**Exercise details**.
Answer these questions from the travel journal below:
1. What event was Ahmed taking part in that day?
2. Why does the writer say the view from inside the ferry wasn't great?
3. What did the writer stop in Calais to get, and why?

Cute Sofia and Ocean:

The next morning they offered me breakfast and then Ahmed gave me a lift back to Betty. He was a sportsman hunter and there was some shooting competition that he was taking part in that day. I bid him farewell and thanked him for opening his home to me. Some people are rich with money, others are rich with family and a joie de vies...and he was definitely the latter.

Tuesday, June 22, 2010

Day 1 in France

My plan for day 1 on the continent was to ferry over, head to the Vimy Ridge memorial and then continue on a bit and stay somewhere near the city Reims. England was playing Algeria that evening so if all went as planned, perhaps I’d be able to catch some of the game.

The day started off well (yes, some foreshadowing...). I arrived at the Dover ferry terminal with an hour to spare. The only eventful thing on my drive from Aldershot was seeing a poof of feathers over the centre median and witnessing a poor pigeon flutter down to the ground. It had obviously been hit by a car travelling in the opposite direction.

The ferry was a similar size to the ones that ply the water between Victoria and Vancouver but the interior was much different. It was all about lounges and multiple bars and a big arcade for kids at the back. There was a much greater variety in the seat and table arrangements, I liked it, oh, and did I mention they serve beer! (although I didn’t bother having one) What I didn’t like was the lack of outdoor deck space but I guess the Channel probably tends to be much windier than the BC waters. The only outside deck was at the back and one had to walk through the arcade to get there which seemed a bit silly. Due to the lack of outside deck on the sides, the windows are not easily accessible to be cleaned and therefore the viewing from inside wasn’t great as the windows were covered in sea salt.

I watched as we pulled away from the white cliffs of Dover and wondered what lay ahead.

Arriving in Calais, I decided to head into town to get some Euros. I would be taking some toll roads to get to Vimy (near Arras) and might need the cash. It didn’t take long for me to find a cash machine and I got back in Betty, grabbed the sat nav (a Garmin GPS unit that talks to me in a nice yet stern female English accented voice and tells me directions to where I want to go) and turned it on. Wait a sec, it won’t turn on. I tried again and again. Es ist kaput! Super, day 1 on the continent and the little electronic lady who was going to guide me around Europe has already quit! I guess I’ll have to do it the old fashion way for the time being; thankfully I have a big map of France.

**Record list**.
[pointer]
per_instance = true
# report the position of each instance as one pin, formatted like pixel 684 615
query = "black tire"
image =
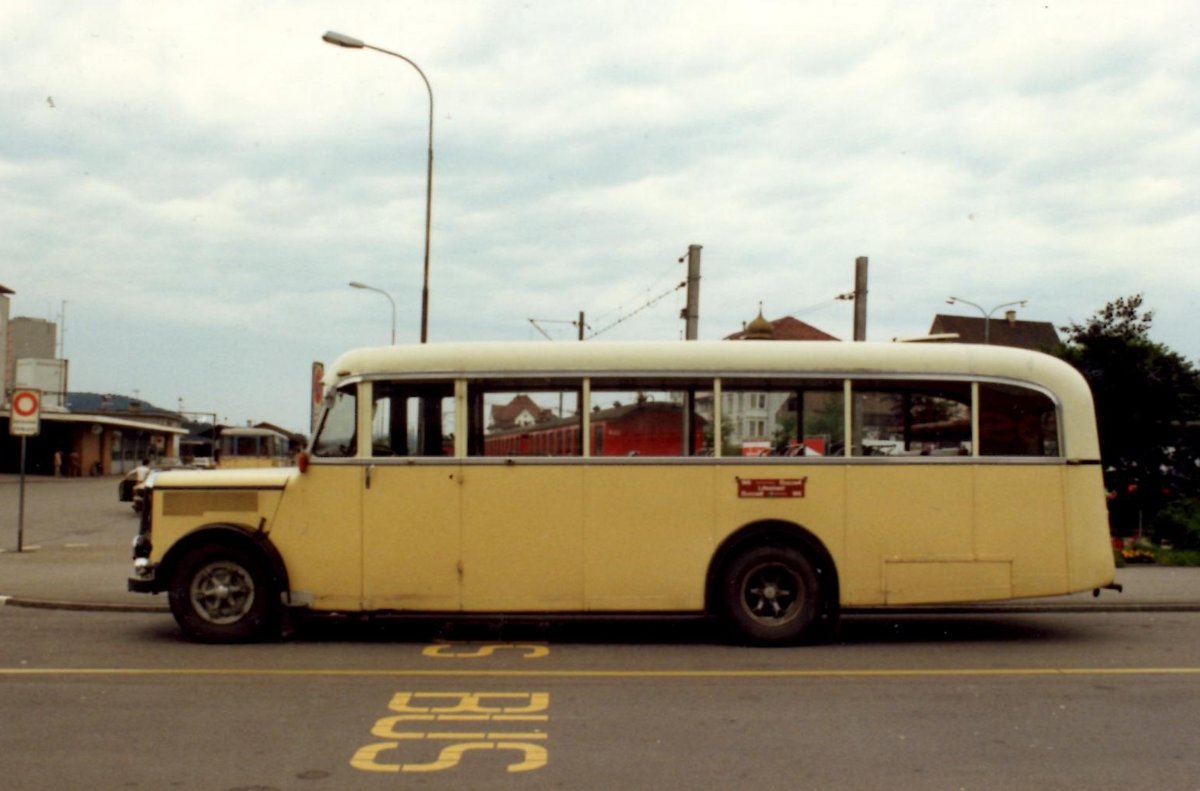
pixel 771 595
pixel 225 594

**Reply to the exercise**.
1. A shooting competition.
2. The windows were covered in sea salt. Without outside deck space on the sides, they couldn't easily be cleaned.
3. Euros, because the writer would be taking toll roads to Vimy and might need the cash.